- [Exercise directions] Could you update everything from the start of the rows down to the line containing "box: [14, 275, 97, 533]", replacing "negative clicks" with "excluded clicks" and leaving the rest unchanged?

- [Given records]
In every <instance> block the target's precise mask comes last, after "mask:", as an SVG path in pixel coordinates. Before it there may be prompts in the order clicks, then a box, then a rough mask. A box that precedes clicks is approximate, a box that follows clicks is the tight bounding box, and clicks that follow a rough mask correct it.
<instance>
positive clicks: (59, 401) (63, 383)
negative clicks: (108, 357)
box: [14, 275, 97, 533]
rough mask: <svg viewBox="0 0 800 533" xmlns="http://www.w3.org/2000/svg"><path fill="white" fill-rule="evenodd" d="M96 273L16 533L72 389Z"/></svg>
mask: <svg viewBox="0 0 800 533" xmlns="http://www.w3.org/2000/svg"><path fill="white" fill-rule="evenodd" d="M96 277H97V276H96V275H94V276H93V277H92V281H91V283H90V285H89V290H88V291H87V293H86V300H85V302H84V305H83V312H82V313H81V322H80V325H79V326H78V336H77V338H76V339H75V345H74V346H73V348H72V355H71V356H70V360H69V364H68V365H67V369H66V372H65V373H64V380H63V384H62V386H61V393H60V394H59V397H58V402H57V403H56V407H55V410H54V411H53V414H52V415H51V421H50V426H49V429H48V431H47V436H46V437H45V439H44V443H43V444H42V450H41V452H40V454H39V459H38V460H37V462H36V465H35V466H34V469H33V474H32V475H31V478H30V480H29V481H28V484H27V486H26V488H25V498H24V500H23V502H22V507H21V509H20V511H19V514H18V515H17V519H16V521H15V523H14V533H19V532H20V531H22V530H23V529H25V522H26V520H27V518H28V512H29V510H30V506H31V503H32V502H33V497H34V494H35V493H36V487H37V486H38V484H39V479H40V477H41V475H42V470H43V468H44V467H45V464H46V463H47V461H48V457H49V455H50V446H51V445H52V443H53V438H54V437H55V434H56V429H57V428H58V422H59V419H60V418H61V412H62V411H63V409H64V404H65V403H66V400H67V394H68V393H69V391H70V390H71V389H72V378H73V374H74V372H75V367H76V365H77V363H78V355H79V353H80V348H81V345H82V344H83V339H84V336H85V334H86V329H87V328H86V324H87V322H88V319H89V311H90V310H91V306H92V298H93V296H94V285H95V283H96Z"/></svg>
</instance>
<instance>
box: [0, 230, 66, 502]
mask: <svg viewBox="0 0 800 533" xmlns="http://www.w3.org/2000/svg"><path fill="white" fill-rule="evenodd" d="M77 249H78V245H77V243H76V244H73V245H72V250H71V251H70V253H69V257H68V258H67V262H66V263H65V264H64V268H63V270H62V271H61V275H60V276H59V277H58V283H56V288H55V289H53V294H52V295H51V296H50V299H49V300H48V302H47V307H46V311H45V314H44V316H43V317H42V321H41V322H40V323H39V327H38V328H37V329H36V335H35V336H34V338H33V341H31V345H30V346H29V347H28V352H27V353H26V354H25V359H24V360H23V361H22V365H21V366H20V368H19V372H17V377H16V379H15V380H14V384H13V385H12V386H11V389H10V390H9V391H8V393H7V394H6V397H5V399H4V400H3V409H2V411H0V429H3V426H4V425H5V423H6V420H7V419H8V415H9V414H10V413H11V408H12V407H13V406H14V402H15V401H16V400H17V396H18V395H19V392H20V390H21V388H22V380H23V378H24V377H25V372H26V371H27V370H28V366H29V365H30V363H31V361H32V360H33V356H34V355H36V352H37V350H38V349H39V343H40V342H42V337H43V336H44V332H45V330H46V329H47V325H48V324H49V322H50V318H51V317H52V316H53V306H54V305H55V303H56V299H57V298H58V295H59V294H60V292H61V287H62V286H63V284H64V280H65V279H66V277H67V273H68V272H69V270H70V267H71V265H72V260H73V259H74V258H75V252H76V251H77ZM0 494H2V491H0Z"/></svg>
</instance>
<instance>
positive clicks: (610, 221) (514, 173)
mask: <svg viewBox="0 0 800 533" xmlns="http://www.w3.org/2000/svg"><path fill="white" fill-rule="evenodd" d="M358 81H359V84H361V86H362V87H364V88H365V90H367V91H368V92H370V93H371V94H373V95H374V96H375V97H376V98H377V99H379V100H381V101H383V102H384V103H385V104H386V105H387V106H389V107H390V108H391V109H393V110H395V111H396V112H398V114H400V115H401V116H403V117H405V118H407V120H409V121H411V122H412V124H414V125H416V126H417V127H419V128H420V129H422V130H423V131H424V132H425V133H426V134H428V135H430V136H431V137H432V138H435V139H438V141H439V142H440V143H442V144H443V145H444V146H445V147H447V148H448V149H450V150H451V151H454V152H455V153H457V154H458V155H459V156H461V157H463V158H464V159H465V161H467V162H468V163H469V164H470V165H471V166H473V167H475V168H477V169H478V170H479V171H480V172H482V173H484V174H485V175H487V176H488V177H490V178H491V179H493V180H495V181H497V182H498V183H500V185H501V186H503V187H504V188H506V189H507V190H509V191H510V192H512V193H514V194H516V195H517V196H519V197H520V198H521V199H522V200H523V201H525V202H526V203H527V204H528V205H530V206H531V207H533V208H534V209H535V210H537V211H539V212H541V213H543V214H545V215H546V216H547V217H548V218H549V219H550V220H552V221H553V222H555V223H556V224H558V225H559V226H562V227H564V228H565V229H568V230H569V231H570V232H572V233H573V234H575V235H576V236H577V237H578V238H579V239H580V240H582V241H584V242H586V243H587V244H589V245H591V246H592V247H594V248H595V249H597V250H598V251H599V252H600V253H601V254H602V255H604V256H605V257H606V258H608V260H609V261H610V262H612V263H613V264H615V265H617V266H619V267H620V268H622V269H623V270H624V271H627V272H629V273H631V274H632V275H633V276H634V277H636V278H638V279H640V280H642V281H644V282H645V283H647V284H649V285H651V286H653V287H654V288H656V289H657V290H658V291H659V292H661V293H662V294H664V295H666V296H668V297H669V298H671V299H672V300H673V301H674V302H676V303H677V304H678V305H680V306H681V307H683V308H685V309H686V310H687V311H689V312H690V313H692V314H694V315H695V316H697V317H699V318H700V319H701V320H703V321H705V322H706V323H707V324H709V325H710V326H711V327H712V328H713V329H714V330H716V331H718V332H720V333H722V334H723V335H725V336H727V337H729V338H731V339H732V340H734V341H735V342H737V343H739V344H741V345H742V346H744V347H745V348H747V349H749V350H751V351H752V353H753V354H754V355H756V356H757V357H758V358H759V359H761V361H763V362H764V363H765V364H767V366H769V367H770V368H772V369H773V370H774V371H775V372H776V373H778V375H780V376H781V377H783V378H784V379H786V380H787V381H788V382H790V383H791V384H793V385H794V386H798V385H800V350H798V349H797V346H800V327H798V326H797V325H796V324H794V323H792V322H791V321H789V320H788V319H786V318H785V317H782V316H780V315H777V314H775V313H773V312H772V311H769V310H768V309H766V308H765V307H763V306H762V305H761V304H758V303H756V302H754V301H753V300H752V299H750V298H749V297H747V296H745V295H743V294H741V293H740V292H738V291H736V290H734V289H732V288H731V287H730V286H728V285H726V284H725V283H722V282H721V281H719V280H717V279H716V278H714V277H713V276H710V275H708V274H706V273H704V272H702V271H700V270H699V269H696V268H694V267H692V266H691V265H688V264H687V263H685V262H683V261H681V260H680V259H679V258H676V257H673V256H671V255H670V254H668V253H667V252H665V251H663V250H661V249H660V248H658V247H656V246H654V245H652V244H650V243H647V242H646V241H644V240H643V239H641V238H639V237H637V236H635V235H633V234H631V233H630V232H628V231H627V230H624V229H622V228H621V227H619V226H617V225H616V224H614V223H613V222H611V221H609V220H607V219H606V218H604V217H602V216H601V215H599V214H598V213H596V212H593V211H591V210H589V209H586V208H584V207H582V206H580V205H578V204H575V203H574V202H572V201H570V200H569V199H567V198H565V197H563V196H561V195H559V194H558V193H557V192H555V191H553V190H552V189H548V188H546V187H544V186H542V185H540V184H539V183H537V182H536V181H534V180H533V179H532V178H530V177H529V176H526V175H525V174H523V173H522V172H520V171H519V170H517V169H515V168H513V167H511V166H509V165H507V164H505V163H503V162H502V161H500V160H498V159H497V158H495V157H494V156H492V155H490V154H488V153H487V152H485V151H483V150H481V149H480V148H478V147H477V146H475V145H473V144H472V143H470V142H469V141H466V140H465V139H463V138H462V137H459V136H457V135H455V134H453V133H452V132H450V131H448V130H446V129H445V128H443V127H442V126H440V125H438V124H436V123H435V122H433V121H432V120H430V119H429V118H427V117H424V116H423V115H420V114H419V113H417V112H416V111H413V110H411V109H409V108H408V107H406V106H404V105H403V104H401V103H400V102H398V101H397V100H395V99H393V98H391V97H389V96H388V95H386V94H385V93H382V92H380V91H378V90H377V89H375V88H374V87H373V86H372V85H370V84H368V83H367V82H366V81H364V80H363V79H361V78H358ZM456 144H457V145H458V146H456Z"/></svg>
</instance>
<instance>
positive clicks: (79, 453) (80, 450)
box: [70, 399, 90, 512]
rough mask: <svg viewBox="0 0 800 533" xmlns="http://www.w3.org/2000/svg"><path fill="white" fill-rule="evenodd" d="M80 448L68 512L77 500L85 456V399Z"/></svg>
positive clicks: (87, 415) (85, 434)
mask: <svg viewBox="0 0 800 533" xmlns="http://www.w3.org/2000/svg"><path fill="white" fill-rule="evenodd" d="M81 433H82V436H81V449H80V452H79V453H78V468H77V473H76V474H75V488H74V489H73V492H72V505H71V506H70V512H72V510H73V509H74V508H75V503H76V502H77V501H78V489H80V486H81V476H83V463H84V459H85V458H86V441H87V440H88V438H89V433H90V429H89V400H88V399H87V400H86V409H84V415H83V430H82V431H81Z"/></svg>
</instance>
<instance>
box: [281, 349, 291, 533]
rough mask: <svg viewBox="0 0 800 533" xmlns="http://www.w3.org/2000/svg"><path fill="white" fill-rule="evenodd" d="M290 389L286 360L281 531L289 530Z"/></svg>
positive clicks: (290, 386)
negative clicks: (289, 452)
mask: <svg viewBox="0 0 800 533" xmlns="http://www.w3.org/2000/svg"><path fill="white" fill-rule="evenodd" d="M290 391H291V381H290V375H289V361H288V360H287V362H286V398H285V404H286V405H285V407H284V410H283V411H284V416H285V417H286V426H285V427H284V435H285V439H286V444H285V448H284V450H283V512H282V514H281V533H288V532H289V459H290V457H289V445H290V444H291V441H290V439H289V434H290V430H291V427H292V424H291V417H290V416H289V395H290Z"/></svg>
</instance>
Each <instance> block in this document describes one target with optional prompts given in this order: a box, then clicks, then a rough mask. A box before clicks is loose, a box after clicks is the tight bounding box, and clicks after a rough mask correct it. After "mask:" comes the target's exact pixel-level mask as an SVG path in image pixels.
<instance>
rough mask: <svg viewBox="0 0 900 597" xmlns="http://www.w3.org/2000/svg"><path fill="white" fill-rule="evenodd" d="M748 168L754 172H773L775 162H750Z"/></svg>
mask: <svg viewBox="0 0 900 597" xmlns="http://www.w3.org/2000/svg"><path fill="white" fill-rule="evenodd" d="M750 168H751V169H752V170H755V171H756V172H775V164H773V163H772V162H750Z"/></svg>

- [Exercise result]
In every <instance> block the target's precise mask comes last, after "mask:", as an SVG path in pixel coordinates. Before it there may be prompts in the order clicks, then a box, then a rough mask. A box that precedes clicks is approximate, a box that follows clicks is the tight bounding box, and clicks that follow a rough mask correct it.
<instance>
positive clicks: (59, 401) (63, 383)
excluded clicks: (108, 357)
box: [14, 275, 97, 533]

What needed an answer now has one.